-- begin Record list --

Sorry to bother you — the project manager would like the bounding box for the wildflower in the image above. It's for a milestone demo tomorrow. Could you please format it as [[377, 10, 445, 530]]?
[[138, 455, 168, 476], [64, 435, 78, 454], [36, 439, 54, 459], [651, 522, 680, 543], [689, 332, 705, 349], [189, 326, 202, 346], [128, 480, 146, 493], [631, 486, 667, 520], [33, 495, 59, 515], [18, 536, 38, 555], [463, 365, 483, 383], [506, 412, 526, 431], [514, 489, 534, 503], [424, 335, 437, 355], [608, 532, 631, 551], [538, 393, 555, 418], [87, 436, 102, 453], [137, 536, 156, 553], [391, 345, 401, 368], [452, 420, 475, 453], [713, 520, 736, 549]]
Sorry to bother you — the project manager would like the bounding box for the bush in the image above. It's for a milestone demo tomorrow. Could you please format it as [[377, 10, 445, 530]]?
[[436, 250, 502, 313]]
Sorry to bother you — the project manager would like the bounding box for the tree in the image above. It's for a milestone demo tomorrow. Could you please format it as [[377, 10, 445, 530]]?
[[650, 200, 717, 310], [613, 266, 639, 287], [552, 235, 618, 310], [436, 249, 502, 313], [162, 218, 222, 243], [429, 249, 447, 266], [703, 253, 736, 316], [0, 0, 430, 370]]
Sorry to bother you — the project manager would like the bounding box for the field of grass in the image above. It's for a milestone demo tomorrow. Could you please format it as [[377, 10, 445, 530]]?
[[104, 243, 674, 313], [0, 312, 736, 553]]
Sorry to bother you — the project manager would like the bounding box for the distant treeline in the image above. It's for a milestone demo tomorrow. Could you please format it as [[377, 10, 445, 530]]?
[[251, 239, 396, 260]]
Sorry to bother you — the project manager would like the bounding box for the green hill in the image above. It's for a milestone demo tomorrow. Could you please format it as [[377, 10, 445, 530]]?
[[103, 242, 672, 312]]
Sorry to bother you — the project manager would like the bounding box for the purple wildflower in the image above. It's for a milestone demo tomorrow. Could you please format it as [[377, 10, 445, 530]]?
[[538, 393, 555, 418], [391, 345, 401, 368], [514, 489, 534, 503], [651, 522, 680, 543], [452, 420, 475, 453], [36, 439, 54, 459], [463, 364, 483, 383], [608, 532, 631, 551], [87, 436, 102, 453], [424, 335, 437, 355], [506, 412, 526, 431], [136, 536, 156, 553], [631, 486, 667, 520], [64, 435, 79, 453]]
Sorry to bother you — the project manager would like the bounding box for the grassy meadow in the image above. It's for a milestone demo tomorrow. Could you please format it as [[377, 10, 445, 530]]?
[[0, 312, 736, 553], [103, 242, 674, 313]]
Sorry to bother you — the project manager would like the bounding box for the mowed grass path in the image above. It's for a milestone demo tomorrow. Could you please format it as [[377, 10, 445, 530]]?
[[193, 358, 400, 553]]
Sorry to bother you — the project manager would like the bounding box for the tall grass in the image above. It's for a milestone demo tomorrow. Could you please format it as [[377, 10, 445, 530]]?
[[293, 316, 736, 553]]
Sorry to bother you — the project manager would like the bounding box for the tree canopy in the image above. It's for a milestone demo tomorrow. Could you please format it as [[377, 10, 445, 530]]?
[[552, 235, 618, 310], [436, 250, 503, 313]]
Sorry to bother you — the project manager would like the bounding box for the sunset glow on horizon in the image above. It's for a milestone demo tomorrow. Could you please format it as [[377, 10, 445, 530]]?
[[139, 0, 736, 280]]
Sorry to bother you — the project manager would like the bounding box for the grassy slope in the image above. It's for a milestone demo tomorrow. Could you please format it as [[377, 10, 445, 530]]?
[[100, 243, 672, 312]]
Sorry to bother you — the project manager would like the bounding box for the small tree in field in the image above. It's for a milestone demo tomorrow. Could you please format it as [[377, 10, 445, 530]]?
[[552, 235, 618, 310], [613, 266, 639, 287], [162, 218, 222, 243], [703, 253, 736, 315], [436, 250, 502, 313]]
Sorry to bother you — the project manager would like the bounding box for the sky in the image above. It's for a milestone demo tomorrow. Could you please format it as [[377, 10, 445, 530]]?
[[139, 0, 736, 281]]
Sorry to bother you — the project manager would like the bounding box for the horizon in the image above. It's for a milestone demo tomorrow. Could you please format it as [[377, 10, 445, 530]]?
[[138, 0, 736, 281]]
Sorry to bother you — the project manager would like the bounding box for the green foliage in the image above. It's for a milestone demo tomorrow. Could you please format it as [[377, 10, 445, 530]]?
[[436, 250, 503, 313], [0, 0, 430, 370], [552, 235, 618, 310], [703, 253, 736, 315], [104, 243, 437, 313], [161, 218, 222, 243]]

-- end Record list --

(What you have to do):
From the first line to the last, please quote the material above exactly.

(Result of the exercise):
Sorry to bother you — the project manager would like the bounding box for the wildflower in the image above. It's for a milestone demo tomorrow. Could you please format it as [[377, 10, 445, 530]]?
[[138, 455, 168, 476], [64, 435, 78, 454], [36, 439, 54, 459], [651, 522, 680, 543], [689, 332, 705, 349], [189, 326, 202, 346], [128, 480, 146, 493], [631, 486, 667, 520], [33, 495, 59, 515], [18, 536, 38, 555], [463, 365, 483, 383], [506, 412, 526, 431], [514, 489, 534, 503], [424, 335, 437, 355], [608, 532, 631, 551], [538, 393, 555, 418], [87, 436, 102, 453], [137, 536, 156, 553], [391, 345, 401, 368], [452, 420, 475, 453], [713, 520, 736, 549]]
Sorry to bother you — the project manager would like the bounding box for the bush in the image above. It's for a milestone demo tomorrow. Could you please format it as [[377, 10, 445, 530]]?
[[436, 250, 502, 313]]
Sorry to bother you — the project manager would like the bounding box for the tree in the image above. It's for a milestone demo tomorrow. Could you please format it as [[377, 10, 445, 530]]?
[[650, 200, 717, 310], [613, 266, 639, 287], [552, 235, 618, 310], [436, 249, 502, 313], [162, 218, 222, 243], [429, 249, 447, 266], [703, 253, 736, 316], [0, 0, 430, 370]]
Sorry to bother you — the project manager would like the bounding box for the field of grass in the image above. It's for a milestone demo tomorrow. Could you please format it as [[377, 10, 445, 530]]?
[[104, 243, 674, 313], [0, 312, 736, 553]]
Sorry to bother you — the project manager would like the bounding box for the distant treeline in the image above. It's for a milestone demo tomorrow. Could you please format it as [[377, 10, 445, 530]]?
[[251, 239, 396, 260]]
Sorry to bother you — the project manager would like the bounding box for the green hill in the image above. It's for a milestone demo tomorrow. Could you please format it as [[377, 10, 445, 530]]?
[[103, 242, 672, 312]]
Sorry to bother you — the project manager would like the bounding box for the purple wildflower in the image above. It's for a milestone demo tomorrow. Could you please format it as [[377, 10, 445, 530]]?
[[538, 393, 555, 418], [391, 345, 401, 368], [514, 489, 534, 503], [651, 522, 680, 543], [452, 420, 475, 453], [36, 439, 54, 459], [463, 364, 483, 383], [608, 532, 631, 551], [87, 436, 102, 453], [424, 335, 437, 355], [506, 412, 526, 431], [136, 536, 156, 553], [631, 486, 667, 520], [64, 435, 79, 453]]
Sorry to bother you — the project manager would like the bounding box for the grassy meadow in the image above. It's for a milestone demo tomorrow. Could you please format it as [[377, 10, 445, 530]]?
[[0, 312, 736, 553], [103, 242, 674, 313]]
Sorry to bother you — the project manager would like the bounding box for the mowed grass path in the image above. It's for a milestone demo tomorrow. Could you please format it as [[377, 10, 445, 530]]?
[[193, 358, 400, 553]]
Sorry to bother you — the project manager would like the bounding box for the tall grass in the image above. It's for a milestone demo tomorrow. Could you please format it as [[377, 10, 445, 530]]?
[[293, 316, 736, 553]]
Sorry to bother you — the project manager would like the bounding box for the tree canopy in the image above. It's for a milestone demo tomorrow. Could you please format it as [[377, 10, 445, 530]]?
[[552, 235, 618, 310], [436, 250, 503, 313]]
Sorry to bother you — the project manager would like the bounding box for the sunset glow on horizon in the image above. It's for a milestone demo tomorrow. Could you please format it as [[377, 10, 445, 530]]?
[[139, 0, 736, 280]]
Sorry to bother you — the project manager would like the bounding box for the grassy slope in the image above. It's for a milestone demo tomorrow. Could you please format it as [[377, 10, 445, 530]]?
[[100, 243, 672, 312]]
Sorry to bother you — the project manager would like the bounding box for the small tree in field in the image above. It's for a milestone demo tomorrow. Could you please format it as [[377, 10, 445, 530]]?
[[552, 235, 618, 310], [613, 266, 639, 287], [162, 218, 222, 243], [703, 253, 736, 315], [436, 250, 502, 313]]
Sorry to bother you — the project manager would like the bounding box for the sky in the image above. It's for a milestone demo tomorrow. Could you please format it as [[377, 10, 445, 530]]?
[[139, 0, 736, 281]]
Sorry to bother you — the project manager would like the bounding box for the horizon in the image above. It's for a milestone demo tomorrow. Could you please format it as [[377, 10, 445, 530]]?
[[138, 0, 736, 281]]
Sorry to bother you — the project manager would like the bounding box for the green foliage in the image above. It's for a milestone demo tomorrow. Could you please format it as [[377, 10, 445, 530]]?
[[436, 250, 503, 313], [0, 0, 430, 370], [552, 235, 618, 310], [703, 253, 736, 315], [104, 243, 437, 313], [161, 218, 222, 243]]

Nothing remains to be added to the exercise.